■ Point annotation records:
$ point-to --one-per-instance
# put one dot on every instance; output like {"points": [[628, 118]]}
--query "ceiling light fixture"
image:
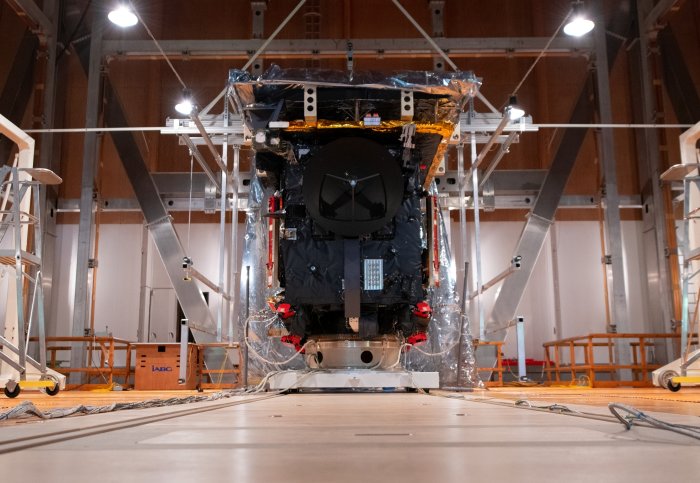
{"points": [[513, 110], [185, 106], [123, 16], [579, 24]]}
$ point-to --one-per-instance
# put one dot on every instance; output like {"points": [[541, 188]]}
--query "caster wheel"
{"points": [[12, 394], [673, 387], [52, 391]]}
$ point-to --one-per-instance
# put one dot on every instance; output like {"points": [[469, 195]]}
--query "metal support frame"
{"points": [[541, 217], [81, 305], [338, 48], [688, 244], [660, 302], [477, 237], [613, 228], [520, 333], [18, 188]]}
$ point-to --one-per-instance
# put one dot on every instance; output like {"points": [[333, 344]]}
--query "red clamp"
{"points": [[294, 340], [285, 311], [422, 310], [418, 338]]}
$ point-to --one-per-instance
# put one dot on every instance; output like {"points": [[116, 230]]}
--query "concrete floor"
{"points": [[356, 437]]}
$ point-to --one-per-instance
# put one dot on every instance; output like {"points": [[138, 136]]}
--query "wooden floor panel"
{"points": [[686, 401]]}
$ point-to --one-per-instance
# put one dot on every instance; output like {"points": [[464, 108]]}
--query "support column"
{"points": [[81, 306], [656, 238], [613, 229], [49, 195]]}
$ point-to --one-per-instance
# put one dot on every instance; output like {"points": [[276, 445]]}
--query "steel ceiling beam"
{"points": [[32, 15], [337, 48], [660, 11], [17, 90], [682, 90]]}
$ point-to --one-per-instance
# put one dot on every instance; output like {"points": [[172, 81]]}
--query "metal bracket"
{"points": [[406, 105], [437, 9], [310, 109], [258, 13]]}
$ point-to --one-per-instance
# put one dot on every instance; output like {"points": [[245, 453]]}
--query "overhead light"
{"points": [[123, 16], [579, 24], [513, 110], [185, 106]]}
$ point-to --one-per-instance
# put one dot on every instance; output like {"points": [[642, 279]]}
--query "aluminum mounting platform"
{"points": [[353, 379]]}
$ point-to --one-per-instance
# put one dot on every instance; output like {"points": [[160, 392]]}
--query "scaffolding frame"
{"points": [[21, 187]]}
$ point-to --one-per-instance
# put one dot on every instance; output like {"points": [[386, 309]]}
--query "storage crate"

■ Goal: Omit the pictures and restate the rest of the records verbatim.

■ Exercise solution:
$ point-to --one-per-instance
# put one dot on every instance; output like {"points": [[628, 118]]}
--query "ceiling light fixture"
image:
{"points": [[513, 110], [185, 106], [123, 16], [579, 24]]}
$ point-to --one-per-instance
# put one dot on every instance; output like {"points": [[541, 188]]}
--query "caster wheel"
{"points": [[12, 394], [673, 387], [52, 391]]}
$ point-to --one-per-instance
# put one dot on every instance; output like {"points": [[469, 195]]}
--query "metal support frame"
{"points": [[541, 217], [81, 305], [338, 48], [688, 244], [660, 302], [477, 237], [613, 228], [520, 333], [18, 188]]}
$ point-to --one-per-instance
# put one dot on every instance; output like {"points": [[333, 344]]}
--query "red clamp"
{"points": [[294, 340], [285, 311], [422, 310], [418, 338]]}
$ point-to --one-per-instance
# put one dot on every instance; output like {"points": [[116, 230]]}
--query "concrete floor"
{"points": [[356, 437]]}
$ point-to --one-per-instance
# put one dot on every instance; output like {"points": [[138, 136]]}
--query "wooden floor panel"
{"points": [[686, 401]]}
$ point-to --one-per-instance
# put one dot on every instance; output like {"points": [[464, 108]]}
--query "support column"
{"points": [[81, 306], [656, 238], [613, 229], [49, 195]]}
$ point-to --one-per-instance
# put one dot on every instance; output like {"points": [[276, 445]]}
--query "steel ceiling beam"
{"points": [[32, 15], [337, 48], [660, 11], [17, 90], [682, 90]]}
$ point-to --one-per-instance
# put one dot on every instance; output like {"points": [[172, 81]]}
--query "metal bracket"
{"points": [[406, 105], [437, 9], [310, 109], [258, 13]]}
$ point-to --one-per-instance
# put one dot on every instance; output like {"points": [[245, 453]]}
--query "overhead light"
{"points": [[123, 16], [579, 24], [513, 110], [185, 106]]}
$ point-to --one-per-instance
# put one dot on every instance; output like {"points": [[642, 279]]}
--query "aluminum mounting platform"
{"points": [[353, 379]]}
$ point-to --one-per-instance
# put one dot on every instance; output like {"points": [[160, 392]]}
--query "scaffolding frame"
{"points": [[21, 187]]}
$ point-to --one-per-instance
# put one dot on every instance; output like {"points": [[386, 309]]}
--query "storage crate"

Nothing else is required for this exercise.